======== Excerpted text ========

The Guelph Storm are a major junior ice hockey team based in Guelph, Ontario, Canada. They have played in the OHL since the 1991–92 season. The team plays home games at the Sleeman Centre.

History
The franchise started as the Toronto Marlboros, who moved to Hamilton to become the Dukes of Hamilton in 1989. Following the 1990–91 season, the franchise was relocated to Guelph and a contest was held to name the team. Tom Douglas submitted the winning entry "Storm" and the team was renamed the Guelph Storm.

The first year in Guelph was dismal, but the building process for Guelph was soon successful. The Storm finished first place in the 1994–95 season. General Manager Mike Kelly was voted the OHL Executive of the Year and Craig Hartsburg voted the Coach of the Year for the Canadian Hockey League and the Ontario Hockey League. Draft picks from the early years in Guelph include Jeff O'Neill and Todd Bertuzzi.

Guelph reached the OHL finals in 1995 and 1996. The team qualified for the 1996 Memorial Cup by playing against the Memorial Cup host Peterborough Petes in the OHL final.

The Storm won their first J. Ross Robertson Cup in 1998. This success continued into the Memorial Cup Tournament as the Storm rallied to the Championship Game where they lost to the Portland Winter Hawks in overtime in the final game.

In the year 2000, the team moved from the historic but aging Guelph Memorial Gardens into the Guelph Sports and Entertainment Centre (since renamed the Sleeman Centre). The Storm were selected to host the 2002 Memorial Cup tournament. It marked the team's third appearance in the national junior championship, their first as host team.

Two years later, the Storm won their second OHL Championship, and returned to the 2004 Memorial Cup hosted in Kelowna, British Columbia.

In the 2008 NHL Entry Draft, defenceman Drew Doughty was selected 2nd overall by the Los Angeles Kings, the highest ever selection of a Guelph Storm player.

In 2014, the Storm captured their third OHL Championship, and subsequently advanced to the 2014 Memorial Cup final, hosted in London, Ontario. The Edmonton Oil Kings won Cup championship on 25 May 2014 with a 6-3 win over the Storm.

========

Given problem a —
Retype the Guelph Storm text, beginning at the words "The Storm won their first" and stopping after "the final game.".

======== Supplied data ========

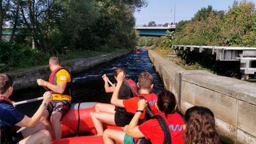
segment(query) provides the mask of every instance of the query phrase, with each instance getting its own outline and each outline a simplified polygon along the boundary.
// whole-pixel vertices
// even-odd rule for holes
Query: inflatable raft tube
[[[102,136],[96,134],[92,120],[96,102],[72,104],[70,109],[61,120],[62,139],[52,141],[52,144],[104,144]],[[104,125],[104,128],[122,131],[119,127]]]

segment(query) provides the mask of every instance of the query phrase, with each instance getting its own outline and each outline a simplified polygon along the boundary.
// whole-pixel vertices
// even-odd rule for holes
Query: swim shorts
[[[48,104],[47,111],[51,116],[53,111],[59,111],[62,116],[68,111],[71,106],[71,102],[68,100],[52,100]]]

========

Given problem b —
Please rewrite the rows from the first one through the line containing "Query: inflatable raft tube", swapping "simplified polygon" for "smoothed polygon" and changing nothing else. Give only those lines and leave out the pictures.

Written reply a —
The Storm won their first J. Ross Robertson Cup in 1998. This success continued into the Memorial Cup Tournament as the Storm rallied to the Championship Game where they lost to the Portland Winter Hawks in overtime in the final game.

Written reply b —
segment(query) provides the mask of every instance of the query phrase, with each instance getting its own outline and each outline a smoothed polygon along the boundary.
// whole-pixel vertices
// even-odd rule for holes
Query: inflatable raft tube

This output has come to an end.